- [PAGE]
Toshiba to pay $2B settlement on laptops

Company accused of allegedly selling defective notebook computers in the United States.
Written by Andy Pasztor, Contributor

Toshiba Corp. agreed to a $2.1 billion settlement for selling allegedly defective laptop computers in the U.S., the first fallout from a wave of lawsuits and government inquiries over a flaw that may be common to the products of many major computer makers.

Friday's announcement covers more than five million Toshiba laptops and requires the redesign of floppy-disk drives in all future Toshiba models sold here. The Tokyo company promised customers cash rebates, free merchandise and a software fix as part of the preliminary settlement of the class-action lawsuit brought six months ago in Beaumont, Texas.

The suspected flaw in the Toshibas was contained in certain semiconductor chips that control computers' floppy-disk drives. The defect can randomly destroy or corrupt data, according to the suits and information gathered by investigators, without any immediate warning or way for the user to determine that a file has been altered. In one test sponsored by plaintiffs' lawyers, each of 200 Toshiba laptops examined showed evidence of a defect.

The problem -- first examined in detail by a former International Business Machines Corp. (NYSE:IBM) engineer more than a decade ago -- allegedly stems from the design of a generation of so-called controller chips made by NEC Corp. and Intel Corp. (Nasdaq:INTC). The design was copied by chip makers around the world.

Those companies weren't part of Friday's settlement, and spokesmen for the two chip makers wouldn't comment on whether they are the subject of pending lawsuits. NEC was dropped as a defendant in the Toshiba case, but plaintiffs aren't prevented from going after it again.

Other big computer companies also figure in pending cases. Among them are IBM and Packard/Bell NEC, which is controlled by NEC, according to people familiar with the matter. An IBM spokesman said the company doesn't comment on anything related to pending litigation, and an NEC spokesman declined to elaborate on issues raised by the Toshiba settlement.

First hard impact
While the lawsuit in Texas is the first hard impact of the suspect chip design on major companies, government agencies have been looking into the widespread use of the flawed chips. Among the agencies involved are the Justice Department and the General Services Administration, which buys computers for the government, in addition to the California attorney general's office and officials from at least two other states, according to people familiar with the proceedings.

- [EXTRACTED MATERIAL]
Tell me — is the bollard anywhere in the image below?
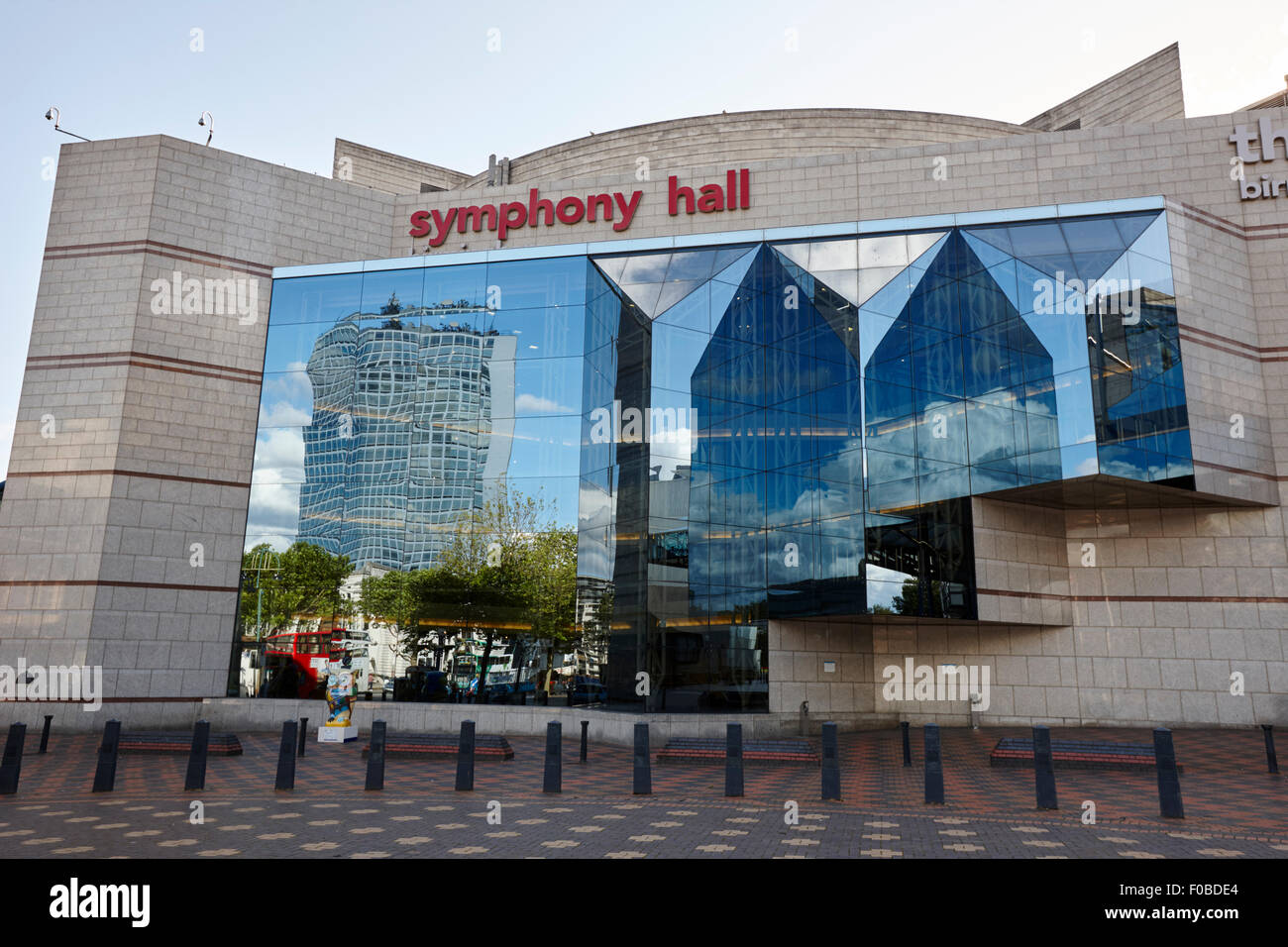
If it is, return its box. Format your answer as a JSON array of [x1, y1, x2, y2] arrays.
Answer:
[[0, 723, 27, 796], [183, 720, 210, 792], [823, 720, 841, 801], [456, 720, 474, 792], [1154, 727, 1185, 818], [90, 720, 121, 792], [365, 720, 385, 789], [924, 723, 944, 805], [634, 723, 653, 796], [1033, 724, 1060, 809], [541, 720, 563, 792], [725, 723, 742, 796], [273, 720, 300, 789]]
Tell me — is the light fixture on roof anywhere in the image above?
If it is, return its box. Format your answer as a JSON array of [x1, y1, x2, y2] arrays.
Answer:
[[46, 106, 89, 142]]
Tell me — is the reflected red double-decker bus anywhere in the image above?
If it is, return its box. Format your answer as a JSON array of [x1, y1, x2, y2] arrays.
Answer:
[[262, 627, 371, 699]]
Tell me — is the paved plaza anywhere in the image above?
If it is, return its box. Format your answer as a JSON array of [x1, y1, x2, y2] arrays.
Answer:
[[0, 728, 1288, 860]]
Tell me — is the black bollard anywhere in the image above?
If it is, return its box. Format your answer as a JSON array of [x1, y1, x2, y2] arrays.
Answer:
[[456, 720, 474, 792], [273, 720, 300, 789], [183, 720, 210, 791], [1033, 724, 1060, 809], [90, 720, 121, 792], [1154, 727, 1185, 818], [541, 720, 563, 792], [924, 723, 944, 805], [0, 723, 27, 796], [823, 720, 841, 801], [366, 720, 385, 789], [725, 723, 743, 796], [634, 723, 653, 796]]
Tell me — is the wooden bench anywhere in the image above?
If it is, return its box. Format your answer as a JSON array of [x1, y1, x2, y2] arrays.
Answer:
[[657, 737, 819, 767], [988, 737, 1184, 772], [120, 730, 242, 756]]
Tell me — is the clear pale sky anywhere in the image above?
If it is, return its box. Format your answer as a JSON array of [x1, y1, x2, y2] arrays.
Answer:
[[0, 0, 1288, 471]]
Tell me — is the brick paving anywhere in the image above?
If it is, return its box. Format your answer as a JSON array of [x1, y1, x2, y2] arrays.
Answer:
[[0, 728, 1288, 860]]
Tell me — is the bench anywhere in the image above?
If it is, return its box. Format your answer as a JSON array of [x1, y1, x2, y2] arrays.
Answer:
[[120, 730, 242, 756], [657, 737, 819, 767], [988, 737, 1184, 773], [362, 733, 514, 760]]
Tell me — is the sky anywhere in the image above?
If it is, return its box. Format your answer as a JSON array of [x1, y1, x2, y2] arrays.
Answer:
[[0, 0, 1288, 469]]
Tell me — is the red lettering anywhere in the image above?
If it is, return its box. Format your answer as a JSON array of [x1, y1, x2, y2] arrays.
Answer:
[[456, 204, 496, 233], [587, 194, 613, 223], [528, 188, 555, 227], [698, 184, 724, 214], [496, 201, 528, 240], [555, 197, 587, 224], [675, 174, 693, 215]]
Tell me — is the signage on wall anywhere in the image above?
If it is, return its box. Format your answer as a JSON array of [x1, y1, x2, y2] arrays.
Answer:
[[1229, 117, 1288, 201], [407, 167, 751, 246]]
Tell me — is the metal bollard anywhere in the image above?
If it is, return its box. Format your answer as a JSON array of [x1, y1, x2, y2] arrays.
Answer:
[[183, 720, 210, 792], [273, 720, 300, 789], [1154, 727, 1185, 818], [823, 720, 841, 801], [1033, 724, 1060, 809], [725, 723, 743, 796], [364, 720, 385, 789], [541, 720, 563, 792], [634, 723, 653, 796], [924, 723, 944, 805], [0, 723, 27, 796], [456, 720, 474, 792], [90, 720, 121, 792]]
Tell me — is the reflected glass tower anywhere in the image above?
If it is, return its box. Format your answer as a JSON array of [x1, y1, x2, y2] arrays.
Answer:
[[299, 295, 515, 570]]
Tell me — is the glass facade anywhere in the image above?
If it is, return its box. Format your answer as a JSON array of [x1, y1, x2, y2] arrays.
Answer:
[[239, 203, 1193, 711]]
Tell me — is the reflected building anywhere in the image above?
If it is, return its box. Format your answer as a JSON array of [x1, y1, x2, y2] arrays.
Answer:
[[299, 295, 515, 571]]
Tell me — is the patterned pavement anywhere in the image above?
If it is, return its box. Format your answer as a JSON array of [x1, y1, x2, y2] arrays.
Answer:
[[0, 728, 1288, 860]]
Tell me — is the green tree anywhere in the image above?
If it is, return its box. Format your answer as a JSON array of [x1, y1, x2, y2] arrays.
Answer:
[[890, 579, 944, 618], [241, 541, 352, 634]]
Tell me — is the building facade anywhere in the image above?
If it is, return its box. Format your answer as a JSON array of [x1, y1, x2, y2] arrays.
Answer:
[[0, 47, 1288, 725]]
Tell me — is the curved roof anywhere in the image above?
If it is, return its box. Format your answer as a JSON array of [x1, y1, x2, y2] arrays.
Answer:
[[464, 108, 1033, 187]]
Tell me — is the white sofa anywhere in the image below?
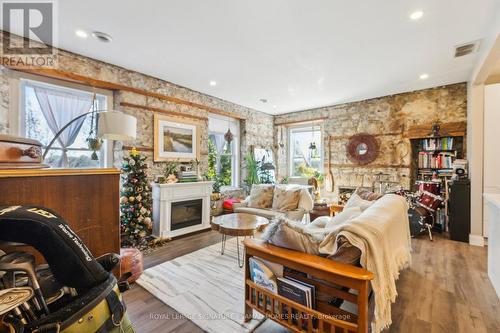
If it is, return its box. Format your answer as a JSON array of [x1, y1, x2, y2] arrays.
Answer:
[[233, 185, 314, 221]]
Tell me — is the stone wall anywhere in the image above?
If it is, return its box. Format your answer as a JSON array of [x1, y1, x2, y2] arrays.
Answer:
[[0, 35, 273, 183], [275, 83, 467, 195]]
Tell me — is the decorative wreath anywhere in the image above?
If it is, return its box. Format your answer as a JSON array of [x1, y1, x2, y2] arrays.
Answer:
[[347, 133, 379, 164]]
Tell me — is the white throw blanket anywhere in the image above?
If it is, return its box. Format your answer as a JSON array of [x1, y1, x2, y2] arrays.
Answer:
[[319, 194, 411, 333]]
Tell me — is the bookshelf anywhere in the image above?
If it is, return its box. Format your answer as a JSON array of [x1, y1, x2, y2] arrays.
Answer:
[[411, 136, 465, 232], [411, 136, 464, 188]]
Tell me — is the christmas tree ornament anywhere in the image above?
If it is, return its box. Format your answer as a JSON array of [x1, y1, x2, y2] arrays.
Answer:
[[120, 148, 153, 250]]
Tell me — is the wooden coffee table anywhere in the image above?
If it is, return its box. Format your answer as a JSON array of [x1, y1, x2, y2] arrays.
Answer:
[[212, 213, 269, 268]]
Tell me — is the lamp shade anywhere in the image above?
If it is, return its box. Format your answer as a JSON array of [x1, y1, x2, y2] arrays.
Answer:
[[97, 111, 137, 141]]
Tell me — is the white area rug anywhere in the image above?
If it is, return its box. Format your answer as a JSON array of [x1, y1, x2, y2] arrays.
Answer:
[[137, 238, 264, 333]]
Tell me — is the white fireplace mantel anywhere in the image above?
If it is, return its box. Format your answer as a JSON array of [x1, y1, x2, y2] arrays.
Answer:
[[151, 181, 214, 237]]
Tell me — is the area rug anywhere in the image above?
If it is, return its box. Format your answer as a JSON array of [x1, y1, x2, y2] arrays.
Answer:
[[137, 238, 264, 333]]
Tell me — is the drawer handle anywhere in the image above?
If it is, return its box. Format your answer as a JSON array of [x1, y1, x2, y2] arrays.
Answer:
[[22, 146, 42, 159]]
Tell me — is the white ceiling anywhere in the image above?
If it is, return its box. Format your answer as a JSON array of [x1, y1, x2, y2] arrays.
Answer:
[[47, 0, 500, 114]]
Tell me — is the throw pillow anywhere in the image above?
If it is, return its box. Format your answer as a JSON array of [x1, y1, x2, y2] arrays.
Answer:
[[273, 185, 302, 211], [261, 217, 323, 255], [354, 187, 384, 201], [344, 193, 374, 211], [325, 207, 362, 229], [248, 184, 274, 208]]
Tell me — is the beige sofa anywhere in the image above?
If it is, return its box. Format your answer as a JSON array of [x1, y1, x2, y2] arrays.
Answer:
[[233, 185, 314, 221]]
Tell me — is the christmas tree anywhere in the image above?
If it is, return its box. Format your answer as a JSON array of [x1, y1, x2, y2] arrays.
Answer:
[[120, 148, 153, 249]]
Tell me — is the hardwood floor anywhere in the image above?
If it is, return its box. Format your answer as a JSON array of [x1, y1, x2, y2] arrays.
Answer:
[[124, 231, 500, 333]]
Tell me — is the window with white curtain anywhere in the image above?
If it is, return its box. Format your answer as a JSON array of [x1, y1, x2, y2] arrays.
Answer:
[[208, 115, 240, 186], [289, 125, 323, 178], [20, 79, 107, 168]]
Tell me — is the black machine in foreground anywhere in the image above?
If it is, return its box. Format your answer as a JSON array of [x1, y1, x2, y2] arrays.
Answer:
[[0, 206, 134, 333]]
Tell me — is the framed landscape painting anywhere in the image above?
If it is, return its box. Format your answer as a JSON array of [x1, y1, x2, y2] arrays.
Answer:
[[154, 114, 200, 162]]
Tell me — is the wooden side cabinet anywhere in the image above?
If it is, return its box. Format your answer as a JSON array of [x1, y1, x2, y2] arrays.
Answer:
[[0, 169, 120, 259]]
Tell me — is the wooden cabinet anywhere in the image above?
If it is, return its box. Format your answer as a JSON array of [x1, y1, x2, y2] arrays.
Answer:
[[0, 169, 120, 257]]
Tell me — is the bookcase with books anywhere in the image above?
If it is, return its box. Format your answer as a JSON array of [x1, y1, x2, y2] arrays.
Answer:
[[411, 136, 464, 184], [244, 239, 374, 333]]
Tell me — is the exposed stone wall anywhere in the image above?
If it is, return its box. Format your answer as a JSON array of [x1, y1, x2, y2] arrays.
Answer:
[[0, 37, 274, 184], [275, 83, 467, 195]]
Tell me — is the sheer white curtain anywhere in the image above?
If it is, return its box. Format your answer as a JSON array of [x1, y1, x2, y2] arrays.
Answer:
[[33, 85, 92, 167]]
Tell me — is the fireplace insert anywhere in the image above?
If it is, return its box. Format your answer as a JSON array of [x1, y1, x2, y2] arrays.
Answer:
[[170, 199, 203, 230]]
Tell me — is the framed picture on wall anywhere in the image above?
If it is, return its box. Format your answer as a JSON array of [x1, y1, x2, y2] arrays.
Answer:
[[154, 114, 201, 162]]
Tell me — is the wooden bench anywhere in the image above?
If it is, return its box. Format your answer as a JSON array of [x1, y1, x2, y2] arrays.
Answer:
[[244, 239, 374, 333]]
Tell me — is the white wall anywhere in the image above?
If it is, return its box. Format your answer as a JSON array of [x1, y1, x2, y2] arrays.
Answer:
[[483, 84, 500, 237]]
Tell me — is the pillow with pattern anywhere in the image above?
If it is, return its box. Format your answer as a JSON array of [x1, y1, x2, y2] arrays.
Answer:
[[273, 185, 302, 212], [248, 184, 274, 208]]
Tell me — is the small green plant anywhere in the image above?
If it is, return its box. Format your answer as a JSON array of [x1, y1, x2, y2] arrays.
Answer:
[[163, 161, 179, 177], [245, 153, 260, 191], [212, 176, 224, 193]]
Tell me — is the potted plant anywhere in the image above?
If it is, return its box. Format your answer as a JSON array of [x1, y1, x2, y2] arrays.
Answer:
[[87, 138, 102, 161], [163, 161, 179, 183], [210, 175, 222, 201], [245, 153, 260, 192]]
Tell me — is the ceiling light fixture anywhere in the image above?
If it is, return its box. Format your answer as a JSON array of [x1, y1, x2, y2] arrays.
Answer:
[[410, 10, 424, 21], [92, 31, 113, 43], [75, 30, 89, 38]]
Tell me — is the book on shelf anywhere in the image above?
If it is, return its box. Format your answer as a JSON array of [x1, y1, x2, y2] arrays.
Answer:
[[422, 136, 453, 150], [248, 257, 278, 312], [418, 151, 455, 169], [277, 277, 316, 330], [278, 277, 315, 308]]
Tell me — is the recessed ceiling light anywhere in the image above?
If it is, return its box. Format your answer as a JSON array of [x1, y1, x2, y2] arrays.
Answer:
[[75, 30, 89, 38], [92, 31, 113, 43], [410, 10, 424, 20]]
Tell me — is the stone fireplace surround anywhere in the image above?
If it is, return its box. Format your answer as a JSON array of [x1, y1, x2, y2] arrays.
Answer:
[[151, 181, 214, 237]]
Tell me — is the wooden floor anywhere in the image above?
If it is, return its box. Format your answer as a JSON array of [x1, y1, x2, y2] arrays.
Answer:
[[124, 231, 500, 333]]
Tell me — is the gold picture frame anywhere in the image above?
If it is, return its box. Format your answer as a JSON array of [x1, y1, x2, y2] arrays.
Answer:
[[154, 114, 201, 162]]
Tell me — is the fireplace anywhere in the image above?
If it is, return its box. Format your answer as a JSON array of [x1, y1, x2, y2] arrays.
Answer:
[[170, 199, 203, 230], [152, 181, 213, 237]]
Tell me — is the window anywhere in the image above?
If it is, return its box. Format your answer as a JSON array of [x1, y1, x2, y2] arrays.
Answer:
[[207, 115, 240, 186], [289, 125, 323, 178], [20, 79, 107, 168]]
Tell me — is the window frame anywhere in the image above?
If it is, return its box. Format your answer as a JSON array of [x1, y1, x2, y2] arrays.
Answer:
[[287, 122, 325, 179], [9, 71, 114, 168], [208, 114, 240, 187]]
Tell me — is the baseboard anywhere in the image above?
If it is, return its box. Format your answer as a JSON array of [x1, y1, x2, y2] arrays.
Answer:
[[469, 234, 484, 246]]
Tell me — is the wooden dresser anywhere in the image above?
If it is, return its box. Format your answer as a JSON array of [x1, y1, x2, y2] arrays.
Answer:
[[0, 169, 120, 259]]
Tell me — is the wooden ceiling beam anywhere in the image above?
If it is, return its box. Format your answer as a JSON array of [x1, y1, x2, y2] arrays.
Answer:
[[10, 67, 245, 120], [120, 102, 208, 121]]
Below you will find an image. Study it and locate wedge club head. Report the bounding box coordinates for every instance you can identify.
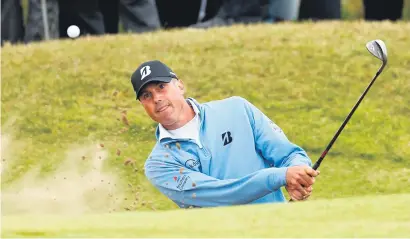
[366,40,387,72]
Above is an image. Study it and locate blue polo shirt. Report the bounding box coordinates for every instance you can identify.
[144,96,311,208]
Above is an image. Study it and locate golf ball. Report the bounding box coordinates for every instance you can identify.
[67,25,80,38]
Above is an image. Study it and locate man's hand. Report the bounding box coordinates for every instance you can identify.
[286,166,320,200]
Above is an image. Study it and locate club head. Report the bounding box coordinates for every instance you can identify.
[366,40,387,65]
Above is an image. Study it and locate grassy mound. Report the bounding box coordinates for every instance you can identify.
[2,194,410,238]
[1,22,410,215]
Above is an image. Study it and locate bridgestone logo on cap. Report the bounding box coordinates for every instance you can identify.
[140,66,151,80]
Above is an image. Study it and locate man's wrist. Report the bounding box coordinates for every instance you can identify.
[269,167,288,190]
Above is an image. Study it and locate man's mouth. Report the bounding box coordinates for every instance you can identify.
[157,105,169,113]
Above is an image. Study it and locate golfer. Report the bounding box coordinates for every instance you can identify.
[131,60,319,208]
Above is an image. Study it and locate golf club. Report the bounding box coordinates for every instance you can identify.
[290,40,387,201]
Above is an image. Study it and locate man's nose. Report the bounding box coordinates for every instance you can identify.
[152,92,162,103]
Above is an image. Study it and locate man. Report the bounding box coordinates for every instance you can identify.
[131,60,319,208]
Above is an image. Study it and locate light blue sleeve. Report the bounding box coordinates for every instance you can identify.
[145,156,286,207]
[241,98,312,167]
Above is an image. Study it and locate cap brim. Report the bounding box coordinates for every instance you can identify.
[137,76,172,100]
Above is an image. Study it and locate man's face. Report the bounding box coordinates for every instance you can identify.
[139,79,185,127]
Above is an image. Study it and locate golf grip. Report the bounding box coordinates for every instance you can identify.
[289,67,385,202]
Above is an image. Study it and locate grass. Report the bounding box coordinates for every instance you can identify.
[2,194,410,238]
[1,21,410,237]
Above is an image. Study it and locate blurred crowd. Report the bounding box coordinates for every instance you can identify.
[1,0,403,45]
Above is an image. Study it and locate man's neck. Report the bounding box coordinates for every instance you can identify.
[163,101,195,130]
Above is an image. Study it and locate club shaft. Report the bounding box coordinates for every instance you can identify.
[312,67,385,170]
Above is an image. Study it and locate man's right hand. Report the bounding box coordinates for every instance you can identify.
[286,166,320,200]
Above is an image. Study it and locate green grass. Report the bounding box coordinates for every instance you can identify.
[1,22,410,236]
[2,194,410,238]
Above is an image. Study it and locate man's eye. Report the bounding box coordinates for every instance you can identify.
[142,93,149,99]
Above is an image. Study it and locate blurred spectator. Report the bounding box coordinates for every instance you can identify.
[1,0,24,45]
[24,0,60,42]
[156,0,222,28]
[363,0,403,21]
[192,0,263,28]
[99,0,161,34]
[299,0,342,20]
[266,0,300,22]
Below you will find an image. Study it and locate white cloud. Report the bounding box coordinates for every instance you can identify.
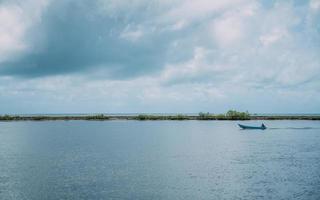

- [EXERCISES]
[a] Check each statement against the article on the Toshiba settlement and answer yes or no, quoting the exact words of the article that decide it: (i) The settlement covers more than five million Toshiba laptops. (ii) NEC was part of Friday's settlement. (iii) The class-action lawsuit was brought a year ago in Beaumont, Texas.
[b] Count the lines of the records that contain the string "blurred", with case counting, and give only the number.

- [TASK RESULTS]
[a]
(i) Yes: "Friday's announcement covers more than five million Toshiba laptops"
(ii) No: "Those companies weren't part of Friday's settlement"
(iii) No: "brought six months ago in Beaumont, Texas"

[b] 2